EXERCISE DESCRIPTION:
Please return each entry exactly as it appears, but not the pictures.

DATA FOR THIS TASK:
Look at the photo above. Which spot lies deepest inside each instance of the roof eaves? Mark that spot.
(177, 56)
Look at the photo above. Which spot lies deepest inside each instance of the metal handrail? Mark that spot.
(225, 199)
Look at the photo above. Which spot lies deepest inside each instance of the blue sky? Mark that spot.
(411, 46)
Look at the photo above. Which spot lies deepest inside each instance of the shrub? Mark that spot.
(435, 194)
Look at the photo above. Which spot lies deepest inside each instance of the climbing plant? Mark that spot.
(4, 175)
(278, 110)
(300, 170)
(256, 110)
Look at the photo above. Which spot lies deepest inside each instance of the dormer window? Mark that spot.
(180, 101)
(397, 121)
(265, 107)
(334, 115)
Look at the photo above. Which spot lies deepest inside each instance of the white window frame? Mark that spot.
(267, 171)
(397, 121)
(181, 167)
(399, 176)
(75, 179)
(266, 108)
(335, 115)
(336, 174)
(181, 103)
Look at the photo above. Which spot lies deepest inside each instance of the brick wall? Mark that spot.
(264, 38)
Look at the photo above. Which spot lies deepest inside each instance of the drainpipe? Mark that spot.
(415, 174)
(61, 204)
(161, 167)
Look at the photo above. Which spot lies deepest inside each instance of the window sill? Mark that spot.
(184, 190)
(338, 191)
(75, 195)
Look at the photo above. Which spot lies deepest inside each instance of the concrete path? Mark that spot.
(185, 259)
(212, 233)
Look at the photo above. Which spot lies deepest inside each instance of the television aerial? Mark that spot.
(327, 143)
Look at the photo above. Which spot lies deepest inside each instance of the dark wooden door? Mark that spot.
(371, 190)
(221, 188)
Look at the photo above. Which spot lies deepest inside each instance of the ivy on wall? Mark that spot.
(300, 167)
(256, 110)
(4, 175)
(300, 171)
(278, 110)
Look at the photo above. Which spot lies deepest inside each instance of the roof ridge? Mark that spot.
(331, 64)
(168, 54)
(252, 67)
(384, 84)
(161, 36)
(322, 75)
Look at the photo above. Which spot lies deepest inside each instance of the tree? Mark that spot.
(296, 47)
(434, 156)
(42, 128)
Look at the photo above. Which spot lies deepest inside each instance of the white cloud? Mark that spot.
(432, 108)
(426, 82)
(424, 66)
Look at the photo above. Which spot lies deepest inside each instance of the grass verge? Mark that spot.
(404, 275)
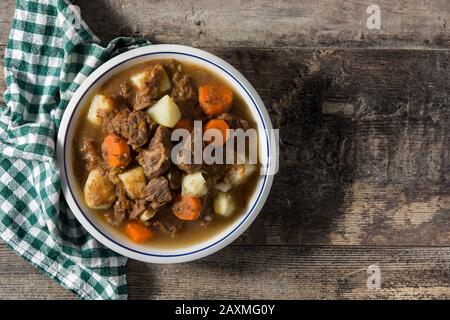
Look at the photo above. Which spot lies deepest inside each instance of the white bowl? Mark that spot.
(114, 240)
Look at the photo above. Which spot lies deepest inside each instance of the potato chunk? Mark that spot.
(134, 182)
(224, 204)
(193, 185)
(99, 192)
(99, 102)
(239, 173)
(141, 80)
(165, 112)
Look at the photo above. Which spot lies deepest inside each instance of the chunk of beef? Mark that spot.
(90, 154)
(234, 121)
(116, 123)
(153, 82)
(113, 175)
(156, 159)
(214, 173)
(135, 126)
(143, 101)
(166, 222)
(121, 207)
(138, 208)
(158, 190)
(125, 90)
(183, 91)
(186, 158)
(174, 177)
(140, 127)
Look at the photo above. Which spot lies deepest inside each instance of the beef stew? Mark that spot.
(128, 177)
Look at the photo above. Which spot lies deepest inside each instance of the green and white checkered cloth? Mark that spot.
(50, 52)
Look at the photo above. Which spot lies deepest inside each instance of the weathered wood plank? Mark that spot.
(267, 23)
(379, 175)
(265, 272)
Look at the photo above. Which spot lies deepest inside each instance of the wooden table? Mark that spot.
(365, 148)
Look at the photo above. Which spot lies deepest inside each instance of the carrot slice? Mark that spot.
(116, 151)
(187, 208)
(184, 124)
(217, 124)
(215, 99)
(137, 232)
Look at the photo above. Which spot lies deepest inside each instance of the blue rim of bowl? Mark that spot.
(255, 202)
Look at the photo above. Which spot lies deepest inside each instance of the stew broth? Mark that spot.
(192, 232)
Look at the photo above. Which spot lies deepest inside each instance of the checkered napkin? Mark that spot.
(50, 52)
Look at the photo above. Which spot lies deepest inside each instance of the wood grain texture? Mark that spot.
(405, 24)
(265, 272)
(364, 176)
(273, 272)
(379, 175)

OUTPUT:
Look at the photo above. Which spot lies deepest inside each instance of the roof eaves? Mark that spot.
(177, 56)
Look at the photo above. Which spot lies deepest inside each instance of the metal handrail? Mark that spot.
(225, 199)
Look at the photo above. Which spot lies deepest inside each instance of the blue sky? Mark that spot.
(411, 46)
Look at the photo above. Which spot lies deepest inside each instance of the shrub? Mark that spot.
(435, 194)
Look at the photo above. Which spot lies deepest inside each instance of the climbing plant? Mark that spot.
(4, 175)
(278, 110)
(300, 170)
(256, 110)
Look at the photo above. Which spot lies deepest inside each instance of the dormer window? Mark that spot.
(180, 101)
(397, 121)
(265, 107)
(334, 115)
Look at the photo above. Which spot lies deepest inside each instance of the white window frame? Mark that spot.
(267, 171)
(397, 121)
(181, 167)
(399, 176)
(75, 179)
(266, 108)
(335, 115)
(336, 174)
(181, 103)
Look at the photo above. Which spot lies deepest inside each instance of the brick wall? Mark that spot.
(264, 38)
Look at the photo above. Which spot lies deepest inside each instance of the drainpipe? Mark that spot.
(415, 174)
(61, 204)
(161, 167)
Look at the photo above. Which spot lies deepest inside each instance of the window sill? Mark that spot.
(184, 190)
(338, 191)
(75, 195)
Look at the photo above. Which spot lies deepest inside each instance of the concrete path? Mark that spot.
(185, 259)
(212, 233)
Look at the photo above. Which spot lies deepest inside each instance of the television aerial? Mark that spot.
(327, 143)
Look at the photo above. Which spot lies deepest inside each instance of the dark wooden door? Mark that spot.
(371, 190)
(221, 188)
Look at the photo above. Which spot lies deepest inside each instance of the ivy on wall? Mark that spot.
(300, 167)
(256, 110)
(4, 175)
(300, 171)
(278, 110)
Look at the photo above. Which spot lies deepest inside each instance of the roof ridge? Mark that spot.
(331, 64)
(168, 54)
(252, 67)
(384, 84)
(161, 36)
(322, 75)
Look at the photo above. Which spot lies deepest inside each instance of the tree? Mark that spot.
(296, 47)
(434, 156)
(42, 128)
Look at the photo above. Which spot lies deepest inside each instance of the white cloud? Mark that spot.
(432, 108)
(426, 82)
(424, 66)
Look at the photo above. Which spot lies deepest inside each instance of the grass verge? Mark that spot.
(404, 275)
Look at the photo above. Which spot lies deepest inside each instance of the white bowl? Mark that spot.
(114, 240)
Look at the photo above. Which spot lies deepest inside each instance of the potato chunk? Mark that spot.
(134, 182)
(224, 204)
(193, 185)
(99, 192)
(99, 102)
(239, 173)
(141, 80)
(165, 112)
Look at the photo above. Which spot lies deepest inside each instance of the chunk of beef? Mark that spot.
(90, 154)
(234, 121)
(116, 123)
(153, 82)
(113, 175)
(156, 159)
(214, 173)
(135, 126)
(143, 101)
(166, 222)
(121, 207)
(138, 208)
(158, 190)
(125, 90)
(183, 91)
(186, 158)
(174, 177)
(140, 127)
Look at the photo above. Which spot lies deepest inside each instance of the beef stew? Mark that spot.
(128, 177)
Look at the photo above. Which spot lies deepest inside each instance of the green and white checkered cloth? Mark that spot.
(50, 52)
Look at the photo above. Which spot lies deepest inside each instance of the weathered wood plank? Mark that spot.
(267, 23)
(379, 175)
(265, 272)
Look at the photo above. Which spot lies deepest inside each instance of the wooden table? Mark that spot.
(365, 148)
Look at the photo above. Which spot lies deepest inside each instance of the carrot slice? Mark that spot.
(116, 151)
(187, 208)
(184, 124)
(217, 124)
(215, 99)
(137, 232)
Look at the photo above. Which spot lies deepest inside each instance of the blue rim of bowl? Mark that spot.
(255, 202)
Look at the photo above. Which spot lies deepest inside each instance of the stew broth? Mark that spot.
(192, 232)
Look at the photo above. Which spot lies deepest inside each instance of the checkered napkin? Mark that spot.
(50, 52)
Look at the photo above. Which spot lies deepest inside each instance of the wood grain texture? Mark that spot.
(405, 24)
(265, 272)
(364, 176)
(273, 272)
(379, 175)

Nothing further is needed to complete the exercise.